[Entries taken from a collection]

== Segment start ==

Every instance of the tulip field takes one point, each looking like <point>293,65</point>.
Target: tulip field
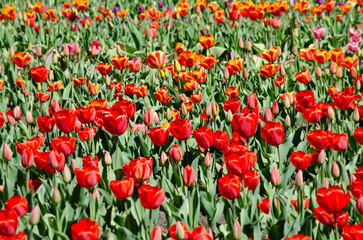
<point>181,119</point>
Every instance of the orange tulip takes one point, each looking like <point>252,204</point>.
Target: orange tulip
<point>269,70</point>
<point>21,59</point>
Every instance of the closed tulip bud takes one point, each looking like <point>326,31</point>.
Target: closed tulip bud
<point>67,175</point>
<point>356,115</point>
<point>34,215</point>
<point>208,109</point>
<point>215,109</point>
<point>17,112</point>
<point>299,179</point>
<point>56,195</point>
<point>7,153</point>
<point>245,73</point>
<point>249,46</point>
<point>321,157</point>
<point>240,43</point>
<point>325,183</point>
<point>333,68</point>
<point>359,204</point>
<point>275,108</point>
<point>275,177</point>
<point>208,160</point>
<point>38,51</point>
<point>179,231</point>
<point>11,52</point>
<point>287,121</point>
<point>318,72</point>
<point>168,114</point>
<point>267,115</point>
<point>331,113</point>
<point>29,117</point>
<point>107,158</point>
<point>335,171</point>
<point>164,159</point>
<point>226,74</point>
<point>236,231</point>
<point>339,72</point>
<point>229,116</point>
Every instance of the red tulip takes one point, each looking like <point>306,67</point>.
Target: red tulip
<point>301,160</point>
<point>204,137</point>
<point>245,124</point>
<point>85,229</point>
<point>64,144</point>
<point>122,189</point>
<point>8,222</point>
<point>17,203</point>
<point>264,206</point>
<point>251,180</point>
<point>273,133</point>
<point>139,169</point>
<point>229,186</point>
<point>181,129</point>
<point>45,123</point>
<point>151,197</point>
<point>332,200</point>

== Segment end ==

**WHAT YOU SHOULD DO**
Given the records above, restate word for word only the lines starting at the one with "Every instance of the orange" and ending at the one with "Every instance of the closed".

**WRITTEN ANSWER**
Every instance of the orange tulip takes one point, each looking like <point>252,204</point>.
Target: orange tulip
<point>269,70</point>
<point>21,59</point>
Every instance of the closed tulip bud takes one point, each looking like <point>326,31</point>.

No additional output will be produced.